* Study questions
A) Rewrite the part of the interaction analysis assignment criteria between "The paper will" and "in the relationship.", inclusive, substituting "the instructor" for "Kathleen".
B) Extend the class notes on the relational communication interaction analysis assignment past their final sentence.

10/4 – Perspectives with Galvin
Kelley Meuller (pronounced like Miller) joins the class for the first time!
Criteria for the Relational Communication Interaction Analysis Assignment
Due 10/24
Follow the steps. The paper should be approximately 6 pages, double spaced w/reasonable font size and margins. Use quotes when language is taken directly from text.
The paper will be evaluated based on:
1) Appropriateness of relational situation
2) Description of logical potential theories/concepts accurately
3) Explanation of how the theory/concept fits, provides insights into the relationship.
Observe a
dyadic relationship (two person relationship) that can be a work relationship but doesn’t have to be. You must be able to observe the relationship, not just know about it through a second-hand account; the relationship must be current, happening now. Don’t interview the people involved in the relationship, which would amount to influencing the relationship. A conflictual relationship is easier to write about, but an extremely effective relationship is also acceptable. If you write about a relationship in which you are involved, you should tell Kathleen that you are involved in the relationship.

* Excerpted records

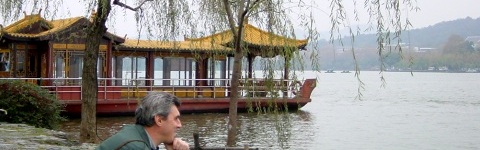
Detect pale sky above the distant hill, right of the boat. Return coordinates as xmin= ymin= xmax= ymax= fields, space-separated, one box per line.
xmin=306 ymin=0 xmax=480 ymax=39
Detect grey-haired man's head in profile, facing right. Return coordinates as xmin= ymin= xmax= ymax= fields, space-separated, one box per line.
xmin=135 ymin=92 xmax=182 ymax=144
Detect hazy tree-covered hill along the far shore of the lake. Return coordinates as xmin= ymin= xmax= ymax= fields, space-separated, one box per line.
xmin=302 ymin=17 xmax=480 ymax=72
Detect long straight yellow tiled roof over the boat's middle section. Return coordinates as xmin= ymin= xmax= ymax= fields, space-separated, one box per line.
xmin=119 ymin=39 xmax=231 ymax=51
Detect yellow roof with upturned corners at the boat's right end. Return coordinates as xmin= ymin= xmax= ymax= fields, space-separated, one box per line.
xmin=185 ymin=24 xmax=308 ymax=47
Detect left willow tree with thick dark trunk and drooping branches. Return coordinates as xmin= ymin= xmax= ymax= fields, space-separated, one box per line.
xmin=80 ymin=0 xmax=193 ymax=143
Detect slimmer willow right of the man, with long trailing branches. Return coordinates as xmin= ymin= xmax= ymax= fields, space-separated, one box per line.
xmin=195 ymin=0 xmax=415 ymax=146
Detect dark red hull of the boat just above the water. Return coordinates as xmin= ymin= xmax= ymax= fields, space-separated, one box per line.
xmin=62 ymin=97 xmax=311 ymax=116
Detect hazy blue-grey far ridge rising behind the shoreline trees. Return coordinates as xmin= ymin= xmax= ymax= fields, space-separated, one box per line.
xmin=319 ymin=17 xmax=480 ymax=48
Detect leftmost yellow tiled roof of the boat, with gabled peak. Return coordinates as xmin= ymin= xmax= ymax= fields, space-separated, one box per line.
xmin=4 ymin=15 xmax=84 ymax=38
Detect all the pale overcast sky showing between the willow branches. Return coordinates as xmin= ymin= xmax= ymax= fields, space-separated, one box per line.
xmin=0 ymin=0 xmax=480 ymax=37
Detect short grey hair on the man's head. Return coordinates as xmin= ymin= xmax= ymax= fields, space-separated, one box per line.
xmin=135 ymin=92 xmax=181 ymax=127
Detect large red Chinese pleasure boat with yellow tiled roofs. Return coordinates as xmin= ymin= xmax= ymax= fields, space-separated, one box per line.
xmin=0 ymin=15 xmax=317 ymax=115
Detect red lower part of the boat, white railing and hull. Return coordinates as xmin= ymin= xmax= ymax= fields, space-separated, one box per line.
xmin=0 ymin=78 xmax=316 ymax=115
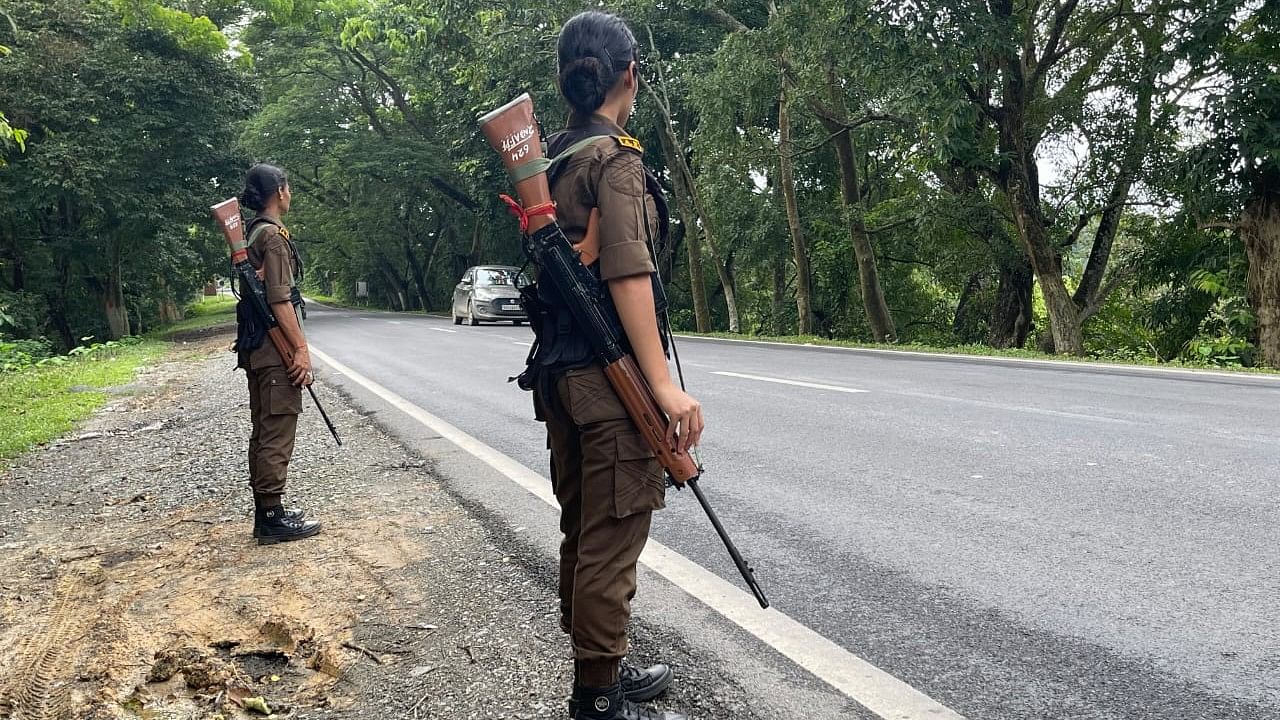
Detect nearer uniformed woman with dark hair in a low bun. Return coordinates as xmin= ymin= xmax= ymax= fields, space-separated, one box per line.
xmin=530 ymin=12 xmax=703 ymax=720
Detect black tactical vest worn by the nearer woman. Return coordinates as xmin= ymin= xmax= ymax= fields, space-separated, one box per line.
xmin=518 ymin=123 xmax=671 ymax=397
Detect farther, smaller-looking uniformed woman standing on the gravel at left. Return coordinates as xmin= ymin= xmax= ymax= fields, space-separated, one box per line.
xmin=237 ymin=165 xmax=320 ymax=544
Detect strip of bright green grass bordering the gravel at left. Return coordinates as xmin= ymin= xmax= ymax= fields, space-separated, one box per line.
xmin=0 ymin=297 xmax=236 ymax=468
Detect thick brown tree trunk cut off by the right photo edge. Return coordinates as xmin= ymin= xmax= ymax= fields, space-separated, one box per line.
xmin=1240 ymin=193 xmax=1280 ymax=368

* Expected responses
A)
The paper will be evaluated based on:
1) Appropriateness of relational situation
2) Description of logical potential theories/concepts accurately
3) Explanation of how the theory/concept fits, provides insights into the relationship.
Observe a
dyadic relationship (two person relationship) that can be a work relationship but doesn’t have to be. You must be able to observe the relationship, not just know about it through a second-hand account; the relationship must be current, happening now. Don’t interview the people involved in the relationship, which would amount to influencing the relationship. A conflictual relationship is easier to write about, but an extremely effective relationship is also acceptable. If you write about a relationship in which you are involved, you should tell the instructor that you are involved in the relationship.

B)
Introduction: 3-4 sentences introducing the two persons, their context, and your perception of the relational quality.
Part I: Relational Status
Describe what you see when the two people interact, and provide instances. “Yesterday in the office, Sarah asked Andrea for information, Andrea blew up,” etc.
Part II: Possible Points of Analysis
What theories or concepts would make sense of the relationship? Use 4 concepts or theories. 2 or 3 sentences.
Part III: Full Analysis
Select 1, or combine 2 of the 4 concepts or theories from Part II and present analysis of the relationship.
Provide Analysis, Do NOT Solve The Problem.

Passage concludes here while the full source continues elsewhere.